◆ **TEXT FOR ANALYSIS**
##########
← All scenarios

Scenario · Storage & Backup

PITR gap detected

A sandboxed PostgreSQL incident — investigate with your own tools, submit a fix, and get deterministic Detect / Fix / Trap scoring.

L3 · 10–15 min · runs locally in Docker

Launch

Start this scenario

Boot it in a real PostgreSQL sandbox and investigate with psql, EXPLAIN and pg_stat_statements.

ride postgres start stage-05/09-pitr-gap-detected

Part of these paths

Show the postmortem & investigation hints spoilers
PITR gap detected
Type: incident simulation · Topic: Storage & Backup · Level: L3 · Duration: 10–15 min
Launch: ride postgres start stage-05/09-pitr-gap-detected

POSTMORTEM (root cause · how it was found · the fix · lesson)
Root cause: a base backup existed and WAL archiving reported success, but one WAL
segment was missing from the archive, leaving a gap in the recovery chain. A
point-in-time restore to any target after the gap could never replay through the
hole — so the "backup" was not actually usable for PITR to a recent time.

How it was found: listing the archive showed the WAL segment names were not
contiguous (one missing); pg_stat_archiver confirmed archiving had been working.
The missing segment was still retained in pg_wal.

The mitigation: re-archive the missing WAL from what was still retained in pg_wal
(`pgpg action repair-archive-gap`); the archive became contiguous and PITR could
replay again.
##########
◆ **PROVIDED RECORDS**

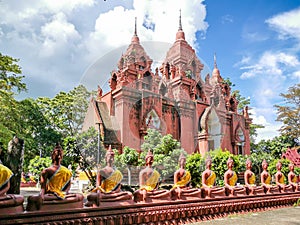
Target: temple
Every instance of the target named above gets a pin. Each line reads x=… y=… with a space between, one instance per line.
x=174 y=99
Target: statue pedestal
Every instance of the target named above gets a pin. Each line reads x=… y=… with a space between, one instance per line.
x=238 y=191
x=11 y=204
x=54 y=205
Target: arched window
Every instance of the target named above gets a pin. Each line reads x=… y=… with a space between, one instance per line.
x=214 y=130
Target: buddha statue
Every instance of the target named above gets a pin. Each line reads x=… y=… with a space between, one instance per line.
x=208 y=182
x=181 y=189
x=230 y=181
x=9 y=203
x=280 y=180
x=266 y=179
x=149 y=181
x=292 y=178
x=108 y=188
x=55 y=185
x=249 y=178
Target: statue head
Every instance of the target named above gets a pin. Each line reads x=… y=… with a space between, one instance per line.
x=264 y=164
x=278 y=165
x=230 y=162
x=149 y=158
x=109 y=156
x=291 y=166
x=248 y=163
x=182 y=159
x=57 y=154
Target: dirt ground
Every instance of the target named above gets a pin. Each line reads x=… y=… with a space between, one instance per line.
x=282 y=216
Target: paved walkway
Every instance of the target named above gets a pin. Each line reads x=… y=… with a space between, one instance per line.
x=282 y=216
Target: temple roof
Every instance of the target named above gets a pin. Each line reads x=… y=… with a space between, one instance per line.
x=182 y=55
x=135 y=53
x=216 y=76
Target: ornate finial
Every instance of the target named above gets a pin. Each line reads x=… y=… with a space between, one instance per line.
x=229 y=160
x=149 y=154
x=109 y=151
x=248 y=161
x=135 y=32
x=182 y=156
x=215 y=60
x=180 y=26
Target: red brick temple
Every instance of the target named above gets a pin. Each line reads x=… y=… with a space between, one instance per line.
x=201 y=114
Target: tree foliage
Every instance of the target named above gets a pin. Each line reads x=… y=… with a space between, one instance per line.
x=166 y=151
x=37 y=164
x=129 y=157
x=275 y=146
x=195 y=164
x=289 y=113
x=10 y=78
x=66 y=111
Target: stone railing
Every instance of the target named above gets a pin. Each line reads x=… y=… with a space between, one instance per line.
x=169 y=212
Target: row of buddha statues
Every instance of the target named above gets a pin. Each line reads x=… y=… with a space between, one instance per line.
x=56 y=182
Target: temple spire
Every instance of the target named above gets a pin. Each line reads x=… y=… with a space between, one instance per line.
x=215 y=61
x=180 y=25
x=135 y=38
x=135 y=32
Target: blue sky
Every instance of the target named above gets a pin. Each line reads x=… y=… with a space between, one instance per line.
x=63 y=43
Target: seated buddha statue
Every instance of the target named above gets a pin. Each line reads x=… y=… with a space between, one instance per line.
x=280 y=179
x=230 y=180
x=55 y=185
x=108 y=188
x=292 y=178
x=208 y=182
x=182 y=179
x=149 y=182
x=249 y=178
x=9 y=203
x=266 y=179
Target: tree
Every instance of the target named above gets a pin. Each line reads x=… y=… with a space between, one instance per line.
x=10 y=78
x=289 y=113
x=166 y=151
x=242 y=103
x=10 y=84
x=82 y=150
x=66 y=111
x=219 y=165
x=275 y=147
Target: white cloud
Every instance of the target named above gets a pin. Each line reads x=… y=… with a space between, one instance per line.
x=57 y=34
x=287 y=24
x=296 y=75
x=227 y=19
x=156 y=21
x=270 y=64
x=57 y=40
x=263 y=116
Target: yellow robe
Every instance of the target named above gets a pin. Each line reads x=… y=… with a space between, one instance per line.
x=233 y=179
x=152 y=182
x=281 y=180
x=58 y=181
x=294 y=180
x=110 y=183
x=211 y=179
x=252 y=179
x=183 y=181
x=5 y=175
x=268 y=180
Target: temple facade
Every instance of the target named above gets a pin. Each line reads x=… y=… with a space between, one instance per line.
##########
◆ **ASSIGNMENT A**
Condense the paragraph of the PITR gap page that begins "Root cause: a base backup existed" into a short bulleted list that keeps its main facts.
◆ **ASSIGNMENT B**
Proceed with the PITR gap page from its last sentence onward.
The entries are not used in any of the tasks.

◆ **EXERCISE ANSWER A**
- A base backup existed, and WAL archiving reported success.
- One WAL segment was missing from the archive, leaving a gap in the recovery chain.
- A point-in-time restore to any target after the gap could not replay through it.
- As a result, the backup could not be used for PITR to a recent time.

◆ **EXERCISE ANSWER B**
Lesson: a backup is not valid until restore/PITR validation proves it. Monitor
the *continuity* of the archive (gaps are silent), keep enough WAL retained to
re-archive, and never delete archive files. A CHECKPOINT or an index is unrelated
to a recovery-chain gap.

INVESTIGATION HINTS (the staged path to diagnose and fix)
1. A base backup exists and archiving is 'on', but PITR validation is failing. Don't trust the backup — validate the chain. Inspect the archive: SELECT f FROM pg_ls_dir('/tmp/pgpg_archive') f WHERE f ~ '^[0-9A-F]{24}$' ORDER BY f; the WAL segment names are not contiguous — one is missing.
2. Cross-check the archiver: SELECT * FROM pg_stat_archiver; archiving succeeded, yet a segment is absent from the destination, so recovery can't replay across the gap to a recent target. The missing segment is still retained in pg_wal.
3. Re-archive the missing WAL from what's still in pg_wal: `pgpg action <session> repair-archive-gap`. The archive becomes contiguous and PITR can replay again. A CHECKPOINT or an index does nothing for a recovery-chain gap, and never delete archive files.